▶ _WORK TASK_:
If a line of the records contains the string "below", copy it out.

▶ _PROVIDED DATA_:
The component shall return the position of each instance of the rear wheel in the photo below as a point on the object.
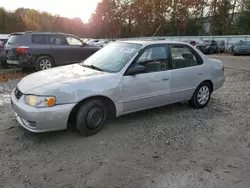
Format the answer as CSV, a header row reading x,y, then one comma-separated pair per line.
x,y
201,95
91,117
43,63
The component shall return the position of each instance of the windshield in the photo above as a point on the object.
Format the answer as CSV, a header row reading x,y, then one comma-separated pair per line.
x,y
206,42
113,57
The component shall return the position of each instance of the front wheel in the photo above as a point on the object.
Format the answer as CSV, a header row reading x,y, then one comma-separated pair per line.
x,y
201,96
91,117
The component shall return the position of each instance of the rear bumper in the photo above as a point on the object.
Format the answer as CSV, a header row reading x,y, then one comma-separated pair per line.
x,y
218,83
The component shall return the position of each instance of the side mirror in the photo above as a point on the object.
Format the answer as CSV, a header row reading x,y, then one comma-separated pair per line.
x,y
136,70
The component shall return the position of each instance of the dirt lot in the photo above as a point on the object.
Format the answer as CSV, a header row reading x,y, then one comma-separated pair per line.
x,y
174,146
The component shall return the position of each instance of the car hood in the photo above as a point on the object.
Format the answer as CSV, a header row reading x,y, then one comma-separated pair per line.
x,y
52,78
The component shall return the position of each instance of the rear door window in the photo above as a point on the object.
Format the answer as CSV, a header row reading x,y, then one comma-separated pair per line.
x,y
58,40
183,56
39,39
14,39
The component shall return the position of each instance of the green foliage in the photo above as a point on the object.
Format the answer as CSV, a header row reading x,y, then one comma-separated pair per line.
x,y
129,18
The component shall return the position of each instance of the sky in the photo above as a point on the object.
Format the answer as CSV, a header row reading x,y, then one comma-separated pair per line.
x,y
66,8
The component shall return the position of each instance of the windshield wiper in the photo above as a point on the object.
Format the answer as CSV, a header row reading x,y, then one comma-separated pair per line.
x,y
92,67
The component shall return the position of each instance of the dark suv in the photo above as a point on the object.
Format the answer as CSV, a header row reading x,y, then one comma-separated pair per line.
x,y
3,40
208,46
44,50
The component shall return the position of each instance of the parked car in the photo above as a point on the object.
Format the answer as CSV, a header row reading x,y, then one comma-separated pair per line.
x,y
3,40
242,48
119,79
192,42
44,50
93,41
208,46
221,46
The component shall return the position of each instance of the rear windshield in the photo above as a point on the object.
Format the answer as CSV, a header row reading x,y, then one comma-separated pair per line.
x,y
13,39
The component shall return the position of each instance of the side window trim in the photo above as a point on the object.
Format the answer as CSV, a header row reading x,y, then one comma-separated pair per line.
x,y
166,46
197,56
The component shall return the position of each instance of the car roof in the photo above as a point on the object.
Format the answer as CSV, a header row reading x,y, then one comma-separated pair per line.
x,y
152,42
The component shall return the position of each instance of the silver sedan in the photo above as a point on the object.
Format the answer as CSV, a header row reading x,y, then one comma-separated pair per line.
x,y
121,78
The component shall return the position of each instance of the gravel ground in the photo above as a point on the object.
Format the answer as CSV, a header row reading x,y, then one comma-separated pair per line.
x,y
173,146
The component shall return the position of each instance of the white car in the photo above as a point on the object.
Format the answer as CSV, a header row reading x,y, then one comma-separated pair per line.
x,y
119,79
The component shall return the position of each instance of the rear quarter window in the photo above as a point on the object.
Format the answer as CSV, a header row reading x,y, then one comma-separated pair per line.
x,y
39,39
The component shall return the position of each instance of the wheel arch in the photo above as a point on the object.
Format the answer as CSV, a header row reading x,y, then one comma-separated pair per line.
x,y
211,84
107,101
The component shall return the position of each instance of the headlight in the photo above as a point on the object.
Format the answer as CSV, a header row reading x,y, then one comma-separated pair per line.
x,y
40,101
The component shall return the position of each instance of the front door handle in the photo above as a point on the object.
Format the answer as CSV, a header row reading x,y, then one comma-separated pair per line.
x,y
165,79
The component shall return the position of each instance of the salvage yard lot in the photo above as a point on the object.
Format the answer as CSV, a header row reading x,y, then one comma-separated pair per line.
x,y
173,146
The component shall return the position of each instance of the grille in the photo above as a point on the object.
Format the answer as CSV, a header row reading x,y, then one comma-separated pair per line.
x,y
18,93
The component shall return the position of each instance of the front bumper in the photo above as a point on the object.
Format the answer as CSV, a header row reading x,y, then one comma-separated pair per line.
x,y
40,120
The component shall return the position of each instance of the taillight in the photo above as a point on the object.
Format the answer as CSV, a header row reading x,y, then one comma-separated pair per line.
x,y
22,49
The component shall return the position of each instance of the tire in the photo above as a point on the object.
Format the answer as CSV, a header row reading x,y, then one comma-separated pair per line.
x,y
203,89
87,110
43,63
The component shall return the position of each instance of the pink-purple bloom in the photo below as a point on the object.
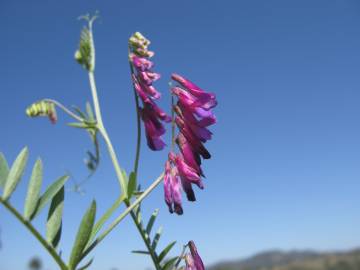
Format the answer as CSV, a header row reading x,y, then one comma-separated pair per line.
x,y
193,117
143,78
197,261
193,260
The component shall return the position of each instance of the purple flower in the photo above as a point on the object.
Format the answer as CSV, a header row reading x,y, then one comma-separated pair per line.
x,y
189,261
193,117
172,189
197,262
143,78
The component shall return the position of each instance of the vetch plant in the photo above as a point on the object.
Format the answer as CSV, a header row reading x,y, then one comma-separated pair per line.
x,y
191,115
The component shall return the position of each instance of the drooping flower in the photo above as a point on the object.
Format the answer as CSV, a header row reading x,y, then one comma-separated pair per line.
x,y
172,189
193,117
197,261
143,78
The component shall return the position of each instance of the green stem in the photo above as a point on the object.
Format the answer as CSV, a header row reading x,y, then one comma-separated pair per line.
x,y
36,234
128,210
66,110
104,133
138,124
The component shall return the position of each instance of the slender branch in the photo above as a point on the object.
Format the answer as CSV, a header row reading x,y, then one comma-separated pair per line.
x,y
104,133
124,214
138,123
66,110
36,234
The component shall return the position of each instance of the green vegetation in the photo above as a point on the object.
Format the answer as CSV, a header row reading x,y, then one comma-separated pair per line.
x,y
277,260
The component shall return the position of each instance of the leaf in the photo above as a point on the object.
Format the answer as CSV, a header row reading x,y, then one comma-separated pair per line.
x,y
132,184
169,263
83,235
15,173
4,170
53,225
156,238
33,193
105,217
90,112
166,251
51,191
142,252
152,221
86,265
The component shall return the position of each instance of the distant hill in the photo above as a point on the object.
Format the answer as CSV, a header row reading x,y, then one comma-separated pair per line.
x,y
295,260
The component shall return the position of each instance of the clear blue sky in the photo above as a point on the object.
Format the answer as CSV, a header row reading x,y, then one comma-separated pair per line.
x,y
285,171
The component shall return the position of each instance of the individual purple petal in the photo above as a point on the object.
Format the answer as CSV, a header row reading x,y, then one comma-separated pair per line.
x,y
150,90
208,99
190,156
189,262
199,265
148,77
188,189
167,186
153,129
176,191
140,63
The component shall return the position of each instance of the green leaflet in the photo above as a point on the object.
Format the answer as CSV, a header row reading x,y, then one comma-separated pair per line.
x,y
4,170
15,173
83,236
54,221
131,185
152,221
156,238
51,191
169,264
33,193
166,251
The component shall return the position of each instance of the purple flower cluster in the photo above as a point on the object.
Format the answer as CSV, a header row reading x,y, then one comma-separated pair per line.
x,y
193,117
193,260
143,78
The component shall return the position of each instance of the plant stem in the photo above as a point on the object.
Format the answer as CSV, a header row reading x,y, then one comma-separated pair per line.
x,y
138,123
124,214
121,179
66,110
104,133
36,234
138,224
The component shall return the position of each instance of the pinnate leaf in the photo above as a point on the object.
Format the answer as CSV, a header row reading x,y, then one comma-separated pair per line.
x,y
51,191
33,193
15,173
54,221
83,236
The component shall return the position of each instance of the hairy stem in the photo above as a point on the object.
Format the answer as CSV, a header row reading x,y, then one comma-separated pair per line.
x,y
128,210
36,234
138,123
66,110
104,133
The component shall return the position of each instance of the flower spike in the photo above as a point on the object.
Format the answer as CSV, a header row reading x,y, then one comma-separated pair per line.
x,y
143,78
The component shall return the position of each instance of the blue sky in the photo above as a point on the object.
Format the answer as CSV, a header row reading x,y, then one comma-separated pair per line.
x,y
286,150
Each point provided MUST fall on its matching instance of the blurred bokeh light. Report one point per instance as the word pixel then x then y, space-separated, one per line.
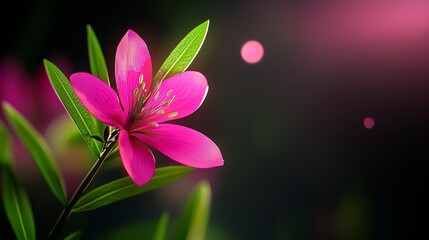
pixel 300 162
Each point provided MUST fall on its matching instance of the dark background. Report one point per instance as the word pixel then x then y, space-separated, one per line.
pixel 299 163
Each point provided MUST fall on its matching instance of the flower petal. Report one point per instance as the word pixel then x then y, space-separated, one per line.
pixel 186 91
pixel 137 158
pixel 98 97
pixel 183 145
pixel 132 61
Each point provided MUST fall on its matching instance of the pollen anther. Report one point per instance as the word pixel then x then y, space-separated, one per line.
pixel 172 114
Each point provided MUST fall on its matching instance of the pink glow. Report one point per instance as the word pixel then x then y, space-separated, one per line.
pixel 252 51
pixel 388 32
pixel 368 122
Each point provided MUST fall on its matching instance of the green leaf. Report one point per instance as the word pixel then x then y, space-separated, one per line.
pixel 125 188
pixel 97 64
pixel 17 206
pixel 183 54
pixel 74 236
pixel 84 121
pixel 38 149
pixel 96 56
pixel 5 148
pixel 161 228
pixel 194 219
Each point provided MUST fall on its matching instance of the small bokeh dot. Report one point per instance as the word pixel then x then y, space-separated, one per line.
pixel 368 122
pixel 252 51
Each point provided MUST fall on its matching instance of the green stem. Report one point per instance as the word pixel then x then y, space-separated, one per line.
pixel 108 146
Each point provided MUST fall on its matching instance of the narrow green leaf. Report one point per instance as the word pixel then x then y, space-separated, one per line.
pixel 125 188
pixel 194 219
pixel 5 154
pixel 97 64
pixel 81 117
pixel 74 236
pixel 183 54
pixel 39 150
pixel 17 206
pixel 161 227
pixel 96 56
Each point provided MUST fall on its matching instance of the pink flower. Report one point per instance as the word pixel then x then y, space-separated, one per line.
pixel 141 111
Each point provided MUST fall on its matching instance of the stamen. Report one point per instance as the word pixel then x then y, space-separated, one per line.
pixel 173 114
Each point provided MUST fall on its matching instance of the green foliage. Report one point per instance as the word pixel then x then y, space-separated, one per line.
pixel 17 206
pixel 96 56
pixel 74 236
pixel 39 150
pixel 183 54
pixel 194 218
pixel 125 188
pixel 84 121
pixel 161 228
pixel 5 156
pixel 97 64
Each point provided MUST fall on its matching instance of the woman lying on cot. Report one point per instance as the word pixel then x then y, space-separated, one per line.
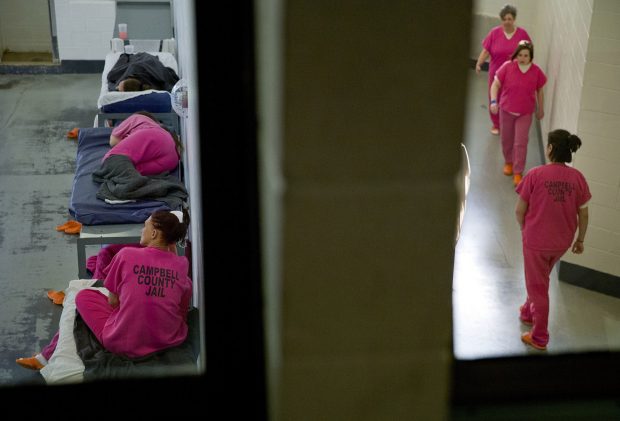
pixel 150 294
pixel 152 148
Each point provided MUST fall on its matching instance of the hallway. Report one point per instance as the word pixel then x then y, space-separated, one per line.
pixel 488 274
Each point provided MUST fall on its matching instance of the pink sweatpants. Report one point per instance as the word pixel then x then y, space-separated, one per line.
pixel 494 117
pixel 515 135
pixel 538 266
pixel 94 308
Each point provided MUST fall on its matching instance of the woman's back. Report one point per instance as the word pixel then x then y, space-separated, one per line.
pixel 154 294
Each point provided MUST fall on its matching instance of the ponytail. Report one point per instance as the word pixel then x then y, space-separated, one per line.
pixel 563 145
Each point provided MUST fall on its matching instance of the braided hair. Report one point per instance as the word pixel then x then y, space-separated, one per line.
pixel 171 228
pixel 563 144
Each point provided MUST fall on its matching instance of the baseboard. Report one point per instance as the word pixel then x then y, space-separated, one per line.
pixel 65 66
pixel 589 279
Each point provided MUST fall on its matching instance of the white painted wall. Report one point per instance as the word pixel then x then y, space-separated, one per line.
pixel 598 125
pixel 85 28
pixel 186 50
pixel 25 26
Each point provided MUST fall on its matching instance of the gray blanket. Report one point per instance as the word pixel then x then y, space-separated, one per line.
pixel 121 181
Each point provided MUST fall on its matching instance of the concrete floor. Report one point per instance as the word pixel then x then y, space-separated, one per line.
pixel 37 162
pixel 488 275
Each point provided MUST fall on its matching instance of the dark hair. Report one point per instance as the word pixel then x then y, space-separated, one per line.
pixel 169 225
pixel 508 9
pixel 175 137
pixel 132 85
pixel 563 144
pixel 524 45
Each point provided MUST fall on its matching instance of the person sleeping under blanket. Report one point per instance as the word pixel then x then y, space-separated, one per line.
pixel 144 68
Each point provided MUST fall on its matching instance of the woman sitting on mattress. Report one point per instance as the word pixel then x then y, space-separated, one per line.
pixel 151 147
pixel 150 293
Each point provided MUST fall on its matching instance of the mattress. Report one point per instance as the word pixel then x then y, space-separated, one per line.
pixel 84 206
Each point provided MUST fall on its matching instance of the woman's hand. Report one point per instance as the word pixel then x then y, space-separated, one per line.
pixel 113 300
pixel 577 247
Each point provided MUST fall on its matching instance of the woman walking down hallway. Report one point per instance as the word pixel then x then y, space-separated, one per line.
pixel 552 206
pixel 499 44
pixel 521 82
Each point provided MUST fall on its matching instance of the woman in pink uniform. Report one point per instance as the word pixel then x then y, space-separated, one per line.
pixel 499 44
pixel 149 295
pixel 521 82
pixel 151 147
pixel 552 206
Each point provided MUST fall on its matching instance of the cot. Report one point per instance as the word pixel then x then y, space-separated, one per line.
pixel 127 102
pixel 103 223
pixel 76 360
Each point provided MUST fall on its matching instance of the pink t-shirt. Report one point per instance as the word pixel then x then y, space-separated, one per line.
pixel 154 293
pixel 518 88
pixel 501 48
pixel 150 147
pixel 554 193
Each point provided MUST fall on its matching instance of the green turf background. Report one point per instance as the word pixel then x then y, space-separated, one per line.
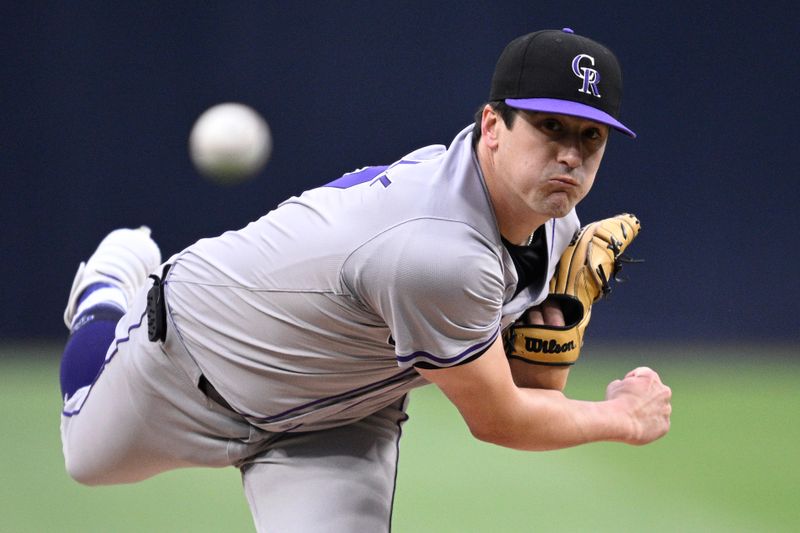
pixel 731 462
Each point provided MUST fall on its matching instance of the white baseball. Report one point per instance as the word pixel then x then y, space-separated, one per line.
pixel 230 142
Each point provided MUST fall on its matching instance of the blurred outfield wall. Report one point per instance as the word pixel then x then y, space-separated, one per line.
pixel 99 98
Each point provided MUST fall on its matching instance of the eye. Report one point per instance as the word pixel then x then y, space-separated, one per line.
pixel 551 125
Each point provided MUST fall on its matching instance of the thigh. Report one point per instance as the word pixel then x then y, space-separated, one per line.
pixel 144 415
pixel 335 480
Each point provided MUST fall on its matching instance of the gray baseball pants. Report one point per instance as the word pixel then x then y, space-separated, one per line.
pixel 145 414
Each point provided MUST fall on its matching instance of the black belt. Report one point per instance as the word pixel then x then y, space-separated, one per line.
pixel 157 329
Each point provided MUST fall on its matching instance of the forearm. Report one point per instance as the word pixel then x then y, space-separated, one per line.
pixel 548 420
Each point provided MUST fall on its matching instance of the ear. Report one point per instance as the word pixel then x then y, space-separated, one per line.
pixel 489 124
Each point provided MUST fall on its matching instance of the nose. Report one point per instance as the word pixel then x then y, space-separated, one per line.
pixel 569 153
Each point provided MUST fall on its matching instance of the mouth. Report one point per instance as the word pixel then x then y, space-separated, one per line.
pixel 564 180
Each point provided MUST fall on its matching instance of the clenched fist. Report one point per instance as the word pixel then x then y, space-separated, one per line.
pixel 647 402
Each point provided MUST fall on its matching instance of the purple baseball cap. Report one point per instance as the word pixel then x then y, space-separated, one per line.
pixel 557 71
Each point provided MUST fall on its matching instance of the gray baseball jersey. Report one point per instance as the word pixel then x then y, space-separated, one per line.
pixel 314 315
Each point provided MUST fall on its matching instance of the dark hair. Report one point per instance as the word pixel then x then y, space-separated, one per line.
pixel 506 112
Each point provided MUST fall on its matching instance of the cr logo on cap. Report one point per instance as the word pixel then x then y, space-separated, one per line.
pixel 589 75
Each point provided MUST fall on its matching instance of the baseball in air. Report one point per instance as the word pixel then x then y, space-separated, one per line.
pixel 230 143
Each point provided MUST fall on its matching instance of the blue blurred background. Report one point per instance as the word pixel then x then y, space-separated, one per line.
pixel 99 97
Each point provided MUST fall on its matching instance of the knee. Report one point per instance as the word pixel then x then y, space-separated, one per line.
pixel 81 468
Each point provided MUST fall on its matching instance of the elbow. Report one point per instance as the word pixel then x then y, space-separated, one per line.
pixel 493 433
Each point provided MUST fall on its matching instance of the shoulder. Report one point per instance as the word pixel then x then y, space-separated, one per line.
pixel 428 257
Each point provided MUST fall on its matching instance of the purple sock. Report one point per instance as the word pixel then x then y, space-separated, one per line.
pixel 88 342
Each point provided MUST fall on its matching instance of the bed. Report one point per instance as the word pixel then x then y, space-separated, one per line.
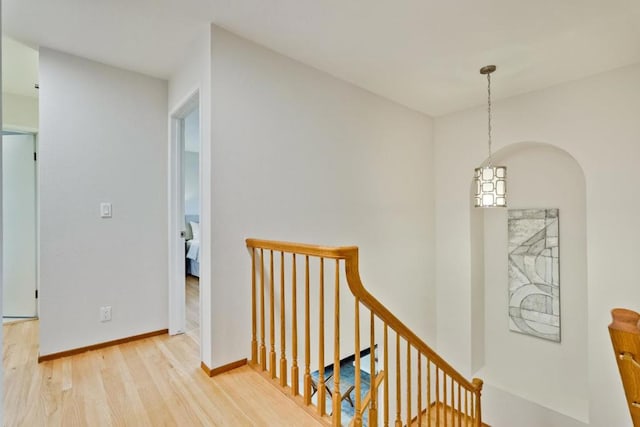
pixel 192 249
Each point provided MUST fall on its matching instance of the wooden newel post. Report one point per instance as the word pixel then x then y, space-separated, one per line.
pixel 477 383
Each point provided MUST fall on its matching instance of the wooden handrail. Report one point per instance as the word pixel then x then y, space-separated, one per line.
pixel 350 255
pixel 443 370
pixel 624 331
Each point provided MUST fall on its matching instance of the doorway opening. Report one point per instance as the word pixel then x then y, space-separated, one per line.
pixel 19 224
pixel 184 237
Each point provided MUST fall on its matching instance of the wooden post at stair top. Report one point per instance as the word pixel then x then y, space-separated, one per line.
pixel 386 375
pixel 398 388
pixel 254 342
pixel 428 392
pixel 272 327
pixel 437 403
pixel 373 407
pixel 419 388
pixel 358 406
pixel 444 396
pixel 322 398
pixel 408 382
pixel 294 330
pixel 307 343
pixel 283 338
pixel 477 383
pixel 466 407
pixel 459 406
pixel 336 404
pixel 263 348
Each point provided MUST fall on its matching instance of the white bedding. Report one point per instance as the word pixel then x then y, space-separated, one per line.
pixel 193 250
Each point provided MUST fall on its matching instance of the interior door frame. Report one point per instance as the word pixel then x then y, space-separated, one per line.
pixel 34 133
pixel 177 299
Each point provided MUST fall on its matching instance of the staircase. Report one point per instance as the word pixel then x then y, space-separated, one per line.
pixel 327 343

▶ _SOLUTION_:
The component shall return the position of each instance of the rear wheel in the photo below as a point on the object.
The component shall return the position of each instance of the pink-purple bloom in the photo below as a point on the object.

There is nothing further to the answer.